Look through the data that follows and copy each line with the string "person".

[Collection entries]

▼▼▼

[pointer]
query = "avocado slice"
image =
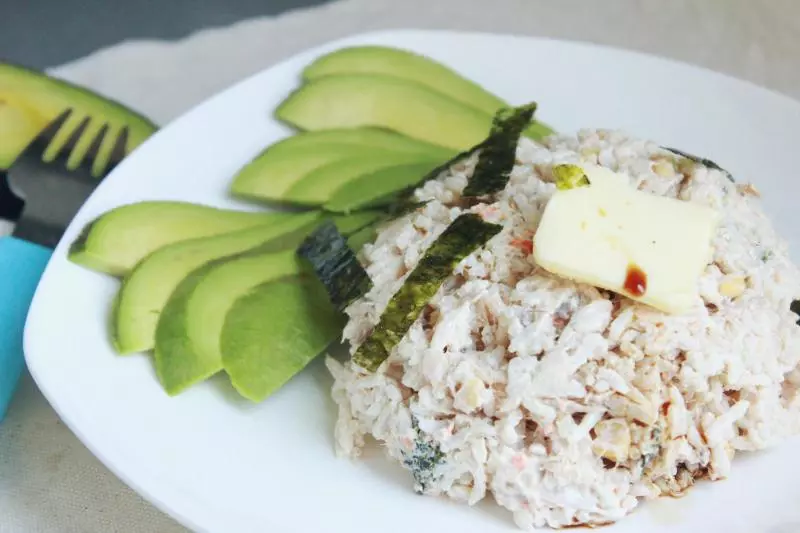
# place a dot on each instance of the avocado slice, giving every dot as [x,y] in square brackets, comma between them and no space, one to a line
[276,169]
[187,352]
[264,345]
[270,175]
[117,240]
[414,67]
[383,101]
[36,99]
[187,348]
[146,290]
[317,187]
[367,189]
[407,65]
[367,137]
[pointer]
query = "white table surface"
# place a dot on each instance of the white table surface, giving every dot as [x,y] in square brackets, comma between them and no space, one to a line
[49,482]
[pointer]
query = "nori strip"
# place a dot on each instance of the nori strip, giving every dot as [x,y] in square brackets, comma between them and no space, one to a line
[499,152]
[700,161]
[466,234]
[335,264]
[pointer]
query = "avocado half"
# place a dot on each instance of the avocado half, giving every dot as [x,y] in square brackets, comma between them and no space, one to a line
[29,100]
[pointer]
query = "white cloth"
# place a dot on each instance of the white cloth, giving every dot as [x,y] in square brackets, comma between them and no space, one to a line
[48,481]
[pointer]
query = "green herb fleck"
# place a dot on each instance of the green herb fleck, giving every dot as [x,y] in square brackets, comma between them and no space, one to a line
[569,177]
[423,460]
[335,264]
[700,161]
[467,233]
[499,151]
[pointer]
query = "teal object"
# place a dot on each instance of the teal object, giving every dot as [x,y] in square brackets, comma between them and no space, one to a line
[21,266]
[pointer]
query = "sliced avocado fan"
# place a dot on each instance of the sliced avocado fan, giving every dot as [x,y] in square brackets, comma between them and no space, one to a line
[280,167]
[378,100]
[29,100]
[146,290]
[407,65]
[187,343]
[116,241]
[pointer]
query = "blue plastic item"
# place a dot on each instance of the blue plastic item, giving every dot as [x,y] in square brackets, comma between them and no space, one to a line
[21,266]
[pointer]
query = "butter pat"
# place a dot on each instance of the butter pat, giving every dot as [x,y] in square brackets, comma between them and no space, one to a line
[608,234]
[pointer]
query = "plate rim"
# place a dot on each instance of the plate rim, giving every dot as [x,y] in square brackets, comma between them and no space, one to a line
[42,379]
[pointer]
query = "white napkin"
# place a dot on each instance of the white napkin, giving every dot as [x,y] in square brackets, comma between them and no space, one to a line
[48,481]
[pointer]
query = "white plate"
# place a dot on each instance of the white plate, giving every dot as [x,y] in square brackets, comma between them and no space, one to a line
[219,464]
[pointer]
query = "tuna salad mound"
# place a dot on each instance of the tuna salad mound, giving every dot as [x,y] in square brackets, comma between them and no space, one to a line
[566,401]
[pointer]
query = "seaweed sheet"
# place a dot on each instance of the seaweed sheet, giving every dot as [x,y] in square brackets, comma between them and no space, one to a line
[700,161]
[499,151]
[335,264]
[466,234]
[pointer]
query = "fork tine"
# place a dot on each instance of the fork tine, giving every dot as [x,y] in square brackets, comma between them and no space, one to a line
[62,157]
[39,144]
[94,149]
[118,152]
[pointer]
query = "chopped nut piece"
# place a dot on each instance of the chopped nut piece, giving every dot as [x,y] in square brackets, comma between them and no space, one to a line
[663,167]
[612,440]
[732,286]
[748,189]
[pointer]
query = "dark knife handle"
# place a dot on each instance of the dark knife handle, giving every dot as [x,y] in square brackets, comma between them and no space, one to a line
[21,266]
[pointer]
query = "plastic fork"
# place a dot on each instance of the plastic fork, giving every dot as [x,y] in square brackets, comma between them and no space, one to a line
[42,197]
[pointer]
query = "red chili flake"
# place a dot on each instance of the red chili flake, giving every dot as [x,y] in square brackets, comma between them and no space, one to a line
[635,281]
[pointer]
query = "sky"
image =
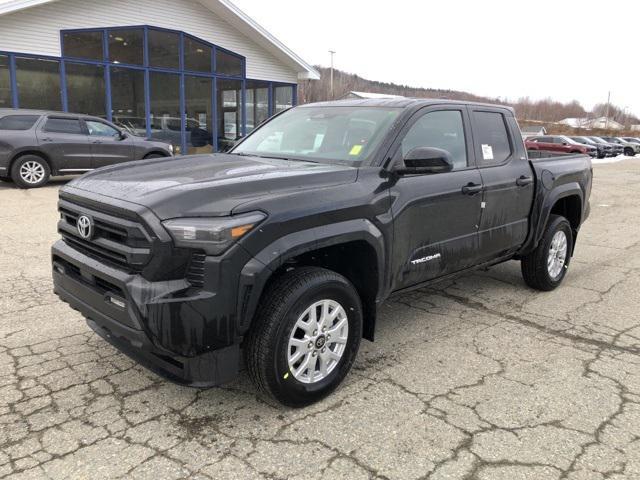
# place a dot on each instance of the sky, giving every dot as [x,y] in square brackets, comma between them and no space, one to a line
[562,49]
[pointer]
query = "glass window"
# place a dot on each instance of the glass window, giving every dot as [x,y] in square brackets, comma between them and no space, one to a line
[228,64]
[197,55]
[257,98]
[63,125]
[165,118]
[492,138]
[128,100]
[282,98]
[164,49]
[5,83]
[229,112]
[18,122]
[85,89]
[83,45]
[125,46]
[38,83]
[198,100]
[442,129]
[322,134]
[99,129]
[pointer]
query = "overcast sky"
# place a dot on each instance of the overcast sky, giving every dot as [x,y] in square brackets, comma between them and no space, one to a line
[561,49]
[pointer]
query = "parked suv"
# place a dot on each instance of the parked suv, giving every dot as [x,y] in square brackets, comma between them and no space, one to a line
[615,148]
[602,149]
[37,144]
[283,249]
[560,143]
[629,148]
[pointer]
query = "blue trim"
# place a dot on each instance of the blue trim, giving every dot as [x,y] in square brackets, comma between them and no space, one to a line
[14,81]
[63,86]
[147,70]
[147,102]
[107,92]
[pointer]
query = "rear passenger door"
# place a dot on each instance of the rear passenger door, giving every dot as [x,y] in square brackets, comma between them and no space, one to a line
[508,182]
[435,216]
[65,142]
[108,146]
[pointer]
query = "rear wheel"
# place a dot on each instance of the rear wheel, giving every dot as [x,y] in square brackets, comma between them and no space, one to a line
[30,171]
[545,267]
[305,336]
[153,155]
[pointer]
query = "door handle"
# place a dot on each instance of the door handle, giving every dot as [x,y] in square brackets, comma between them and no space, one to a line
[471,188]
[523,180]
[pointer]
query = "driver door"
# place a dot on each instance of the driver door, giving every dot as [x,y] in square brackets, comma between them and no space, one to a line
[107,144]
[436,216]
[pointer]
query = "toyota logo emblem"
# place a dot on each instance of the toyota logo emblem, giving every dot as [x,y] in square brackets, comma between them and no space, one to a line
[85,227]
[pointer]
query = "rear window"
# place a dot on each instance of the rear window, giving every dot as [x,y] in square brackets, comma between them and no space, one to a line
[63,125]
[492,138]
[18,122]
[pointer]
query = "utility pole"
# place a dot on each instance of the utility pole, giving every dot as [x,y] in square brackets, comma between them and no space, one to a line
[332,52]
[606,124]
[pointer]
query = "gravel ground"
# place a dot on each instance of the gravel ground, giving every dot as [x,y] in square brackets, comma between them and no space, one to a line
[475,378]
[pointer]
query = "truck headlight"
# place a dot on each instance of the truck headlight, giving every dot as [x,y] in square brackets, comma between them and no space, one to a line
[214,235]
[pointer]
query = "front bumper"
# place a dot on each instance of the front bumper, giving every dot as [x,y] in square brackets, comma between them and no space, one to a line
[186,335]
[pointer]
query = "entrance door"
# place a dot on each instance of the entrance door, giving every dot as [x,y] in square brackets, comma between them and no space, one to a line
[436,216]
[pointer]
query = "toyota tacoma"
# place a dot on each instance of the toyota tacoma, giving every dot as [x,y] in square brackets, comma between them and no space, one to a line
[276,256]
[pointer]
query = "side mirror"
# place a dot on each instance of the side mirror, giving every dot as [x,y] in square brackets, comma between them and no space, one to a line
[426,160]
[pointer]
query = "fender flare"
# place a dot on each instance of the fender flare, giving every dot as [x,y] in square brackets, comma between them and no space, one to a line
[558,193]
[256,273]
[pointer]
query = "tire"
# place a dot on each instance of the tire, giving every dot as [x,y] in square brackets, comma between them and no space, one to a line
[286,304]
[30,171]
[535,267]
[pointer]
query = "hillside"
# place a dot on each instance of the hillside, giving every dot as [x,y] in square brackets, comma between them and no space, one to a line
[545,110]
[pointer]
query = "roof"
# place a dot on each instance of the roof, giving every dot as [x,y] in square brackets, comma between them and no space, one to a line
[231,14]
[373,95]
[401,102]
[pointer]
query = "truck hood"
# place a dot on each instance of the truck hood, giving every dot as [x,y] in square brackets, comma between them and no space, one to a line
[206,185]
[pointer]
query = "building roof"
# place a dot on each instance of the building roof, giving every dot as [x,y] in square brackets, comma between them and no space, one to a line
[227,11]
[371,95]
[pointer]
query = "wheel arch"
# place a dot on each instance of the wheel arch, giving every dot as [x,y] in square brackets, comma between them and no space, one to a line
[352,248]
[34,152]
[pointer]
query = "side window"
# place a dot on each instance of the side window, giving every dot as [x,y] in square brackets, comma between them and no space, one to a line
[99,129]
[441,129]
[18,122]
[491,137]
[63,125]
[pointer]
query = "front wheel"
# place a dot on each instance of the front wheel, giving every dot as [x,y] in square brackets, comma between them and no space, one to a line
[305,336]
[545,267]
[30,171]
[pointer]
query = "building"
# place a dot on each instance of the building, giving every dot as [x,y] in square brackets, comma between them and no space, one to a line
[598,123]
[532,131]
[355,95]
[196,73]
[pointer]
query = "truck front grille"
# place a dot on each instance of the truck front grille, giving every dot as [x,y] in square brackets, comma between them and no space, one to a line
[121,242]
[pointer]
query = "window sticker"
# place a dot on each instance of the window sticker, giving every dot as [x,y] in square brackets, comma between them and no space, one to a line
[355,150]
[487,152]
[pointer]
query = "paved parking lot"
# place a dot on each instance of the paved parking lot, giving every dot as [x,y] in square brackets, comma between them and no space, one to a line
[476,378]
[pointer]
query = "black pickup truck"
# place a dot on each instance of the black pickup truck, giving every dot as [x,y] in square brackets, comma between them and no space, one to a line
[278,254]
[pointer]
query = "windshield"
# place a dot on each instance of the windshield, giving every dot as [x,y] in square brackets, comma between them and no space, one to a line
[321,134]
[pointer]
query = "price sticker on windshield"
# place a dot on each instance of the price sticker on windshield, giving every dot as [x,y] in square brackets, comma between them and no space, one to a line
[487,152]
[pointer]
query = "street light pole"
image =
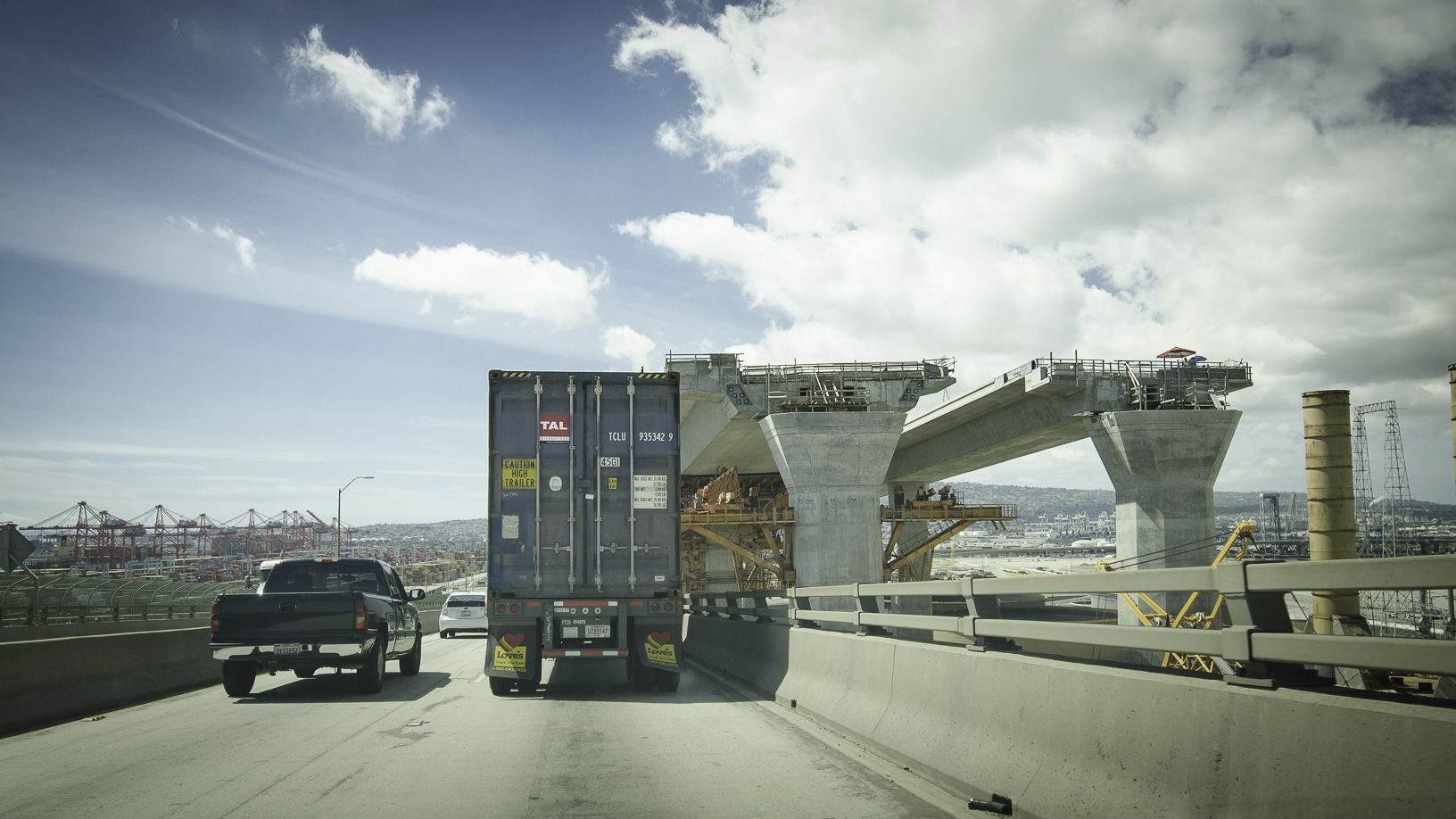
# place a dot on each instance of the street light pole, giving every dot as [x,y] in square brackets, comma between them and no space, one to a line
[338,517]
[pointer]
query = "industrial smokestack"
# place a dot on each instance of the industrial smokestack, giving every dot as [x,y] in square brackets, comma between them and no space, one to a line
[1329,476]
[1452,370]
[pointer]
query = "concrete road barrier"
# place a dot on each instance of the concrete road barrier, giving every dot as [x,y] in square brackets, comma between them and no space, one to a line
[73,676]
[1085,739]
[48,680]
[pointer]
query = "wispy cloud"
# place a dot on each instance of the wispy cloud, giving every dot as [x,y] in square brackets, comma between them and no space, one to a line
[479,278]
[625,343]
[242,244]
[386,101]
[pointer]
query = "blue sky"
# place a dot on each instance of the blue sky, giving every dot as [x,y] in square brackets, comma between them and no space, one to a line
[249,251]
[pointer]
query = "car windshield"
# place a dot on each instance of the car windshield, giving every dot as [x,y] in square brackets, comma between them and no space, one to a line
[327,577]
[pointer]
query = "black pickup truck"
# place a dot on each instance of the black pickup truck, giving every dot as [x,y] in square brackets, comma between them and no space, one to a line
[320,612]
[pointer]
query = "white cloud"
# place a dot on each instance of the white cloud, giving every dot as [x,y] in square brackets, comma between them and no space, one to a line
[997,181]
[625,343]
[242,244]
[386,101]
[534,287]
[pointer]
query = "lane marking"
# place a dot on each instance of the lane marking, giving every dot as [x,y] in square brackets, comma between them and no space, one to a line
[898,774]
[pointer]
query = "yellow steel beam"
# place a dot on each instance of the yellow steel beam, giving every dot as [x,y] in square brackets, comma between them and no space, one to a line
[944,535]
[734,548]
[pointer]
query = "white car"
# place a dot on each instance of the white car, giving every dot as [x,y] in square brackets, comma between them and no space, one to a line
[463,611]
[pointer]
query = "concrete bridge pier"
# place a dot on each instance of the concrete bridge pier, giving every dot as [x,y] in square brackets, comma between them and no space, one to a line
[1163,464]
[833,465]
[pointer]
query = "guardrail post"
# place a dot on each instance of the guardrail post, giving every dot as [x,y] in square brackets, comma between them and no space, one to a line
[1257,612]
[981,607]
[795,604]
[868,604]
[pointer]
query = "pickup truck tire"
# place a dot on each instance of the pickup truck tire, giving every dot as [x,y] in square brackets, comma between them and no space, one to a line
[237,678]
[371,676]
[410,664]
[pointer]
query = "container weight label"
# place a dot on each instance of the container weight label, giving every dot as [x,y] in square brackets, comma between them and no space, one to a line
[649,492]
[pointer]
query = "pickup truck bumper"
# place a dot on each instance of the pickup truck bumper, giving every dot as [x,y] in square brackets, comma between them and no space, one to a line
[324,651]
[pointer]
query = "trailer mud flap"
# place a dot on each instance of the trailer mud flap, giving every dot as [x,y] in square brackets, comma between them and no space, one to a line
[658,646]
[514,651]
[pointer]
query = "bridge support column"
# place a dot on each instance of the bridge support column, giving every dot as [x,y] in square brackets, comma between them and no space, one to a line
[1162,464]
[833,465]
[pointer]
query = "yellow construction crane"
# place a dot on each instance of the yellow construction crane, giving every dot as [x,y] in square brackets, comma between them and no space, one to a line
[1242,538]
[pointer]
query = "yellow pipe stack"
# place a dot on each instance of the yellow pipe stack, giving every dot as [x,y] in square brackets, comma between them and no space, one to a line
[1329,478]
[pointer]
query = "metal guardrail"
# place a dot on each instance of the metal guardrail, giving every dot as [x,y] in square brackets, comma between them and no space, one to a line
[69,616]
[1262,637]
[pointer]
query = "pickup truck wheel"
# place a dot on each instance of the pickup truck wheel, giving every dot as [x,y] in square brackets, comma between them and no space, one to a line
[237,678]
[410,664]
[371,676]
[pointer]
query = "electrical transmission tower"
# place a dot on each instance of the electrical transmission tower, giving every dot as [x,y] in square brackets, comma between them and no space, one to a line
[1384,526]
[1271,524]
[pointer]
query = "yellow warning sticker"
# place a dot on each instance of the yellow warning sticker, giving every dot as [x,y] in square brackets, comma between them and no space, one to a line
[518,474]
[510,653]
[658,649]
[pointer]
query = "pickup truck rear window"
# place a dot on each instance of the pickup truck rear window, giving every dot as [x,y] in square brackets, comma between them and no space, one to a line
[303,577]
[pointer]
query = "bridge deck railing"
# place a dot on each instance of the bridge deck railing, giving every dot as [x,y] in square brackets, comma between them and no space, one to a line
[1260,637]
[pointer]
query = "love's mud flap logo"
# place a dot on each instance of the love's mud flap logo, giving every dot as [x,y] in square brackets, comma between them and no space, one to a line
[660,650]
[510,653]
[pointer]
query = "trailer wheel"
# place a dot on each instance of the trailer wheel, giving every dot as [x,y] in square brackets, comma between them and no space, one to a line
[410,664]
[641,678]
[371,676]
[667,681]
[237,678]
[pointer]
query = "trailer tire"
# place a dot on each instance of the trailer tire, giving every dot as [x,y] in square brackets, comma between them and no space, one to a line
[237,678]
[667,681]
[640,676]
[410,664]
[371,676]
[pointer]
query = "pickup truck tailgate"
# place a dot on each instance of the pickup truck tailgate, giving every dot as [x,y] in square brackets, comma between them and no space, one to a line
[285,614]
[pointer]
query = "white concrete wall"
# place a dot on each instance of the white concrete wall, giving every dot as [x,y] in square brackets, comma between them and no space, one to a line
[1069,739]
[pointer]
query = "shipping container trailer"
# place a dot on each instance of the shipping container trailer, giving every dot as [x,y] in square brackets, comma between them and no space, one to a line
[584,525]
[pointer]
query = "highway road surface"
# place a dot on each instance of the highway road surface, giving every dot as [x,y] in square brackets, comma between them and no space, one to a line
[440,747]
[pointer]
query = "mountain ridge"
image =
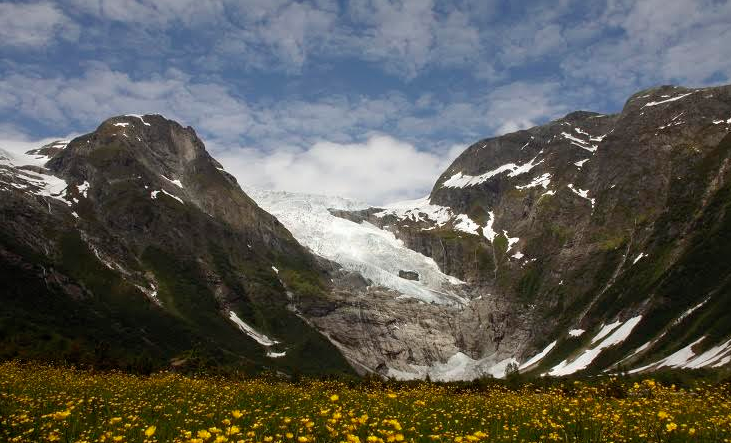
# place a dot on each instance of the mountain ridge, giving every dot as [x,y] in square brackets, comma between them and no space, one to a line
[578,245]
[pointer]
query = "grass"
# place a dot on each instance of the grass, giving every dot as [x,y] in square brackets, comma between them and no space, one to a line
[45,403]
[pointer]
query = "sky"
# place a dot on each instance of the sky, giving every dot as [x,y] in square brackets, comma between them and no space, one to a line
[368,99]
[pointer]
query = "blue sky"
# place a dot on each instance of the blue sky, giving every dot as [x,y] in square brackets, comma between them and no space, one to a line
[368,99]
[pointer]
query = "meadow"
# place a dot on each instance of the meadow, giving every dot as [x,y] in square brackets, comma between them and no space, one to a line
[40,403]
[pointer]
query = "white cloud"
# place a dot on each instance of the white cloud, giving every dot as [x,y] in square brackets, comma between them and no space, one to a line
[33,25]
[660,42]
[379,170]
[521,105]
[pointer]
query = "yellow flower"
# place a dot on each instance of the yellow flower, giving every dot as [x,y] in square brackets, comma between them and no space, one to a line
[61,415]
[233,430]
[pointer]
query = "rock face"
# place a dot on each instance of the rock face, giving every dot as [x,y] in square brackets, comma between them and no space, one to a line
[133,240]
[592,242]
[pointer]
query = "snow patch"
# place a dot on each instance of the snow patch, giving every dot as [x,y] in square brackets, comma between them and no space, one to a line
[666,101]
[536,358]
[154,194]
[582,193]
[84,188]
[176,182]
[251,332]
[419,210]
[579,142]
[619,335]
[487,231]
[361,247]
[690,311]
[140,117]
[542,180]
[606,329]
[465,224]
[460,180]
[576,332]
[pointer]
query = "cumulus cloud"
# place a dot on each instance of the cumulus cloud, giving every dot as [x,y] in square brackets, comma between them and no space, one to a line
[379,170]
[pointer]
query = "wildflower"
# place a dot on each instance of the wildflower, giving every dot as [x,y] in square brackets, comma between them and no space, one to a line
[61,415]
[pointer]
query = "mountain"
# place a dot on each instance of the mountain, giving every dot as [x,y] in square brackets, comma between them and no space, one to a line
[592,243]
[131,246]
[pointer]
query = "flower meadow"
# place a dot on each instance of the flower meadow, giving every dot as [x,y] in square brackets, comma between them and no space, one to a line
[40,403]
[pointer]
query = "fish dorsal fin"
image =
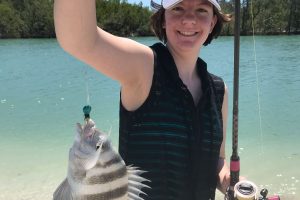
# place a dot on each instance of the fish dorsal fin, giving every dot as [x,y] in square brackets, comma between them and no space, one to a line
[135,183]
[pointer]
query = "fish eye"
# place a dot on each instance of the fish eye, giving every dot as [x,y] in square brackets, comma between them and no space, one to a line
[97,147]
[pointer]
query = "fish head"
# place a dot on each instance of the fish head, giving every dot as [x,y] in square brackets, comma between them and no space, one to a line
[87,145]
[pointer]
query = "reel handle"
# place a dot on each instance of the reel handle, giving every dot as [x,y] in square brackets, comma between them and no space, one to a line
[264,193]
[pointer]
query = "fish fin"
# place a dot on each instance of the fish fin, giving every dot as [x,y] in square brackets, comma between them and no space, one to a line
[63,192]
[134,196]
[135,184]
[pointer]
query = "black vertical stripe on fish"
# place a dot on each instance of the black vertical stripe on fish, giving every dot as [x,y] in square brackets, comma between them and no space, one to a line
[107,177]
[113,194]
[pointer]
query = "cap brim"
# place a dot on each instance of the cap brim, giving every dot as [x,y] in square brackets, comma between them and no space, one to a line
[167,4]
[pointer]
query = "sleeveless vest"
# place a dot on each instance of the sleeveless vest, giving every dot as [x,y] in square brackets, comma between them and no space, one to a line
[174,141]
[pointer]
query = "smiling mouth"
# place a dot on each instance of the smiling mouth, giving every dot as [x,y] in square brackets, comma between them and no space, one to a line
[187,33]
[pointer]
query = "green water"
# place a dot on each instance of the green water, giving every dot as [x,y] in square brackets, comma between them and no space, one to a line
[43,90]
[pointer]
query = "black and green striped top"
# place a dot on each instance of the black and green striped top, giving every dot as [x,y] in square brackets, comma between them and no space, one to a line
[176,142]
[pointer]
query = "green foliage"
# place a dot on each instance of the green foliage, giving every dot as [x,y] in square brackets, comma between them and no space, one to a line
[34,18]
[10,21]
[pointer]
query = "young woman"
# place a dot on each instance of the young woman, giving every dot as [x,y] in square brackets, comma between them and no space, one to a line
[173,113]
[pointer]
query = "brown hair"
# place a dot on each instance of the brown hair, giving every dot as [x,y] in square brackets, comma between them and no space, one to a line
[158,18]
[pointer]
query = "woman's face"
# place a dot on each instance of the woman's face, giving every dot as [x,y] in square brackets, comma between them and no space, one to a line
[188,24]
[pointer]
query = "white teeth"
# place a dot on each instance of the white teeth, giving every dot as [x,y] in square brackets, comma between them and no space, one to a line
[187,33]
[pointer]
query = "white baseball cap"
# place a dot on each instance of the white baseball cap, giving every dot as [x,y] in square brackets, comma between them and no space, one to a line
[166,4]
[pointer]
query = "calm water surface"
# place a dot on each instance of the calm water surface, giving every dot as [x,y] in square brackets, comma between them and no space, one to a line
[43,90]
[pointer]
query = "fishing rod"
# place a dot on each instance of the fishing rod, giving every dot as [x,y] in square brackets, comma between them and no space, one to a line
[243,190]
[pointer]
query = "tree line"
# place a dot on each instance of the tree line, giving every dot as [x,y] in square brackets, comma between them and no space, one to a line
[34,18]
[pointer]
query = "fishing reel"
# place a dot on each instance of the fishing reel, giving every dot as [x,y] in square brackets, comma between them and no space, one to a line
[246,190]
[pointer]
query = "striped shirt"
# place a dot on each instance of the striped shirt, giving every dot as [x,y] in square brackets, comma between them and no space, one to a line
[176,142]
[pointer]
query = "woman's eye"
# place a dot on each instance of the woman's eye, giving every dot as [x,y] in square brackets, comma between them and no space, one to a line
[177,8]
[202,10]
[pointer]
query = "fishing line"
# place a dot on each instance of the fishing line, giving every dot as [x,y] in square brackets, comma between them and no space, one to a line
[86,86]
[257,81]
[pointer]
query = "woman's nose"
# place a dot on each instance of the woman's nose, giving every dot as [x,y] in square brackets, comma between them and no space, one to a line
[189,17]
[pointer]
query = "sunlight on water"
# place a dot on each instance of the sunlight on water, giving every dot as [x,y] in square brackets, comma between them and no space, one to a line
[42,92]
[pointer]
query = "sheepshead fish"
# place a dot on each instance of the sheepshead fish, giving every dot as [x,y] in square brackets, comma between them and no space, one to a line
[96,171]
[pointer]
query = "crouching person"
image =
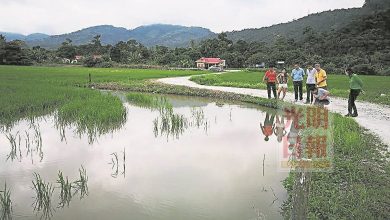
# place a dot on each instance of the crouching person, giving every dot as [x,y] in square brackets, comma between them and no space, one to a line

▲▲▲

Worked solution.
query = "crouching person"
# place a dot on each instance of the crouching person, giving every dot as [x,y] in square brackets, comma between them and no space, one to a line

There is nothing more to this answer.